BEGIN DATA EXTRACTS
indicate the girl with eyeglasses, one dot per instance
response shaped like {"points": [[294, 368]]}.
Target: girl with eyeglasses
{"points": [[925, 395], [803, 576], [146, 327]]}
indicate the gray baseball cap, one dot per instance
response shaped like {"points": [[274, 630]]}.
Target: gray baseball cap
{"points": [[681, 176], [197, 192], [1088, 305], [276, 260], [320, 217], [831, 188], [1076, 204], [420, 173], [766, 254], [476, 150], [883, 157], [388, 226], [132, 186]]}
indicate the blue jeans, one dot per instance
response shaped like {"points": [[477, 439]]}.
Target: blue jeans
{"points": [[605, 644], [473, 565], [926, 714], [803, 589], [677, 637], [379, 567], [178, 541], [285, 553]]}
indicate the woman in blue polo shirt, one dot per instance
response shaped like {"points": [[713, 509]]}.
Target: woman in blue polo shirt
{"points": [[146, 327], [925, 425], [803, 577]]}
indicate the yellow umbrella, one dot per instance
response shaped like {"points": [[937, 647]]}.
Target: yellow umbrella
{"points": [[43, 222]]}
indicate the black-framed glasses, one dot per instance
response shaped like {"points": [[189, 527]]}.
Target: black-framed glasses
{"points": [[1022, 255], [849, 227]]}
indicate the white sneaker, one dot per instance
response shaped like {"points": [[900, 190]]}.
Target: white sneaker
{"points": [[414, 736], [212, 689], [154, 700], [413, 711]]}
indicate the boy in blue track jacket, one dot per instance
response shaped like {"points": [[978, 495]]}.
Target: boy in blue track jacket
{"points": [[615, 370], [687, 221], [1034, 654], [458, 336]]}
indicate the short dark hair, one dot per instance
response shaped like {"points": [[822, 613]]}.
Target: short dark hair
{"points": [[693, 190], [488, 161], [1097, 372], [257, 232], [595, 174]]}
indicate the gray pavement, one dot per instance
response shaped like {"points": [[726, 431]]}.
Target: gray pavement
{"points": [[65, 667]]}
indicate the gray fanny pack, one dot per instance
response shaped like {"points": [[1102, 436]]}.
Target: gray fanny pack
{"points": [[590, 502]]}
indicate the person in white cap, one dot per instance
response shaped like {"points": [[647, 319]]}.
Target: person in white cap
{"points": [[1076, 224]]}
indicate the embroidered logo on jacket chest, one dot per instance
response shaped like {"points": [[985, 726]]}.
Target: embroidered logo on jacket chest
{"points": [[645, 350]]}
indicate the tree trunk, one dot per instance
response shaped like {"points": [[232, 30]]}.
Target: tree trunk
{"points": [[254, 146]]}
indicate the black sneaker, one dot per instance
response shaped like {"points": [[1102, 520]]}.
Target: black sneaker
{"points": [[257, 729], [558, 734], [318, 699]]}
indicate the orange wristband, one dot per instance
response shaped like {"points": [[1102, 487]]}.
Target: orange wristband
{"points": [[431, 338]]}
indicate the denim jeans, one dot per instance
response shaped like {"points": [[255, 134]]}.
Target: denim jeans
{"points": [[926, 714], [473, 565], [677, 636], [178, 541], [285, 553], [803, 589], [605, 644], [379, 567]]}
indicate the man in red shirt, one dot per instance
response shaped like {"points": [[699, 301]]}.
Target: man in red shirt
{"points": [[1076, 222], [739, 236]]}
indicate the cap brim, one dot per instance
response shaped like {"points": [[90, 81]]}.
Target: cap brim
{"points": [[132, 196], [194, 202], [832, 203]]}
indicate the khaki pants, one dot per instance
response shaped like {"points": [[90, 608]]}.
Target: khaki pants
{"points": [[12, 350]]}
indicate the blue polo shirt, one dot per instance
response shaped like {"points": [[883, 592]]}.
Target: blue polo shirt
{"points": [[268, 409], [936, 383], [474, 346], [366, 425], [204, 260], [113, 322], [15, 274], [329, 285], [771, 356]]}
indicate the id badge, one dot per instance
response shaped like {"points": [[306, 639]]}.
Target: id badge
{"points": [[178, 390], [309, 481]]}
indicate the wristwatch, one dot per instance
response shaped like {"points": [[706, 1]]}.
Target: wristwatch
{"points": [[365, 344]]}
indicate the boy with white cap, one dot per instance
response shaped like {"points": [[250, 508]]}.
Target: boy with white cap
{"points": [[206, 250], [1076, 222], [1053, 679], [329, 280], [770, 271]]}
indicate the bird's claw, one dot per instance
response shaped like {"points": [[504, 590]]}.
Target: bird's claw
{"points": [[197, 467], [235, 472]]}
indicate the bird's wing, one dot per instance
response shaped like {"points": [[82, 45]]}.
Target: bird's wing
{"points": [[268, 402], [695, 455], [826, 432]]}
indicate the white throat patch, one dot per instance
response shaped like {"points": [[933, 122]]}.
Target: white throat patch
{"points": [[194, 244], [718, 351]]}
END DATA EXTRACTS
> [TRY IT]
Print every record above once more, exactly as written.

> [RESPONSE TO THE TASK]
indicate the girl with eyeglasses, one dot per instance
response shaped like {"points": [[294, 368]]}.
Target: girl with eyeglasses
{"points": [[925, 395], [803, 576], [146, 327]]}
indicate the gray baseball cap, one dot per instance
response shaped like {"points": [[274, 630]]}.
Target: gray baseball cap
{"points": [[681, 176], [197, 192], [1088, 305], [276, 260], [320, 217], [831, 188], [1076, 204], [420, 173], [766, 254], [476, 150], [883, 157], [388, 226], [132, 186]]}
indicate the blue jeans, one dot per instance
response shaped like {"points": [[477, 439]]}.
Target: blue jeans
{"points": [[605, 644], [473, 565], [926, 714], [803, 589], [677, 637], [379, 567], [178, 541], [285, 553]]}
indicate the woman in blue polo shirt, one dot per instance
response shaped like {"points": [[713, 509]]}.
Target: woman in blue polo shirt
{"points": [[146, 327], [925, 425], [803, 577]]}
indicate the yellow umbrella, one dot per instance
response shaped like {"points": [[937, 647]]}.
Target: yellow umbrella
{"points": [[43, 222]]}
indicate the black-framed glasses, one dot per instance
response shaped like {"points": [[189, 527]]}.
Target: black-framed glasses
{"points": [[1022, 255], [849, 227]]}
indicate the white sneaker, one dot per instance
response shaped like {"points": [[900, 190]]}.
Target: white sneaker
{"points": [[414, 736], [212, 689], [154, 700], [413, 711]]}
indicate the boy in blue track jacket, one dot per instance
response shaped like {"points": [[978, 495]]}.
Target: boy in blue track jacket
{"points": [[615, 370], [687, 221], [1034, 654], [458, 336]]}
indicate the short dark hair, one dot per instance
response shaped like {"points": [[822, 613]]}.
Target: short dark hair
{"points": [[693, 190], [488, 161], [1097, 372], [257, 232], [595, 174]]}
indicate the gray pavement, one dot per instance
response shaped like {"points": [[726, 431]]}.
Target: gray pavement
{"points": [[65, 667]]}
indicate the gray fanny pack, one dot per instance
response shaped like {"points": [[1102, 436]]}.
Target: gray fanny pack
{"points": [[590, 502]]}
indicate the person in white cap, one dot per instance
response shaped like {"points": [[647, 319]]}.
Target: person in white cap
{"points": [[1076, 224]]}
indicate the embroidered logo on jacket chest, one dot per instance
response shaped like {"points": [[985, 726]]}.
Target: embroidered logo on jacket chest
{"points": [[645, 350]]}
indicate the tree trunk, one dot per instance
response shaped like {"points": [[232, 30]]}.
Target: tree trunk
{"points": [[254, 146]]}
indicate the black sneaker, one dot per instance
response shaped like {"points": [[1102, 520]]}.
Target: black sneaker
{"points": [[257, 729], [558, 734], [318, 699]]}
indicate the orange wristband, one dot per instance
response shaped like {"points": [[1102, 487]]}.
Target: orange wristband
{"points": [[431, 338]]}
indicate the denim jeans, one dot per instance
response shaped like {"points": [[255, 134]]}.
Target: denim jeans
{"points": [[926, 714], [473, 565], [677, 636], [178, 541], [285, 553], [803, 589], [605, 644], [379, 567]]}
indicate the man in red shirt, one dot per instance
response shaped like {"points": [[699, 301]]}.
Target: man in red shirt
{"points": [[1076, 222], [739, 236]]}
indicate the cap brim, one dot per instance
response shaped like {"points": [[90, 81]]}.
Target: cap brim
{"points": [[132, 196], [194, 202], [832, 203]]}
indicate the khaki pants, one dot per instance
response shaped like {"points": [[90, 608]]}.
Target: khaki pants
{"points": [[12, 350]]}
indicate the blue polo shirt, one dot per instance
response shaped like {"points": [[883, 592]]}.
Target: blue polo shirt
{"points": [[268, 409], [936, 383], [474, 346], [366, 425], [204, 260], [113, 322], [15, 274], [329, 285], [771, 356]]}
indicate the id badge, one dot per instance
response shaped like {"points": [[306, 639]]}.
Target: id badge
{"points": [[178, 390], [309, 481]]}
indicate the wristwatch, one dot per instance
response shaped like {"points": [[706, 1]]}.
Target: wristwatch
{"points": [[365, 344]]}
indicate the boy with white cap, one dot per instance
response shaped like {"points": [[250, 508]]}.
Target: boy with white cap
{"points": [[206, 250], [1076, 222], [1053, 679], [329, 280], [770, 271]]}
indicate the bird's claw, one dot per instance
response shaped like {"points": [[504, 590]]}.
Target: bird's claw
{"points": [[197, 467], [235, 472]]}
indicate the bird's wing, one dot per instance
response shaped like {"points": [[82, 45]]}.
Target: bird's wing
{"points": [[268, 402], [695, 455], [826, 432]]}
indicate the white throat patch, one dot per instance
response shaped like {"points": [[933, 122]]}.
Target: white throat patch
{"points": [[194, 244], [718, 351]]}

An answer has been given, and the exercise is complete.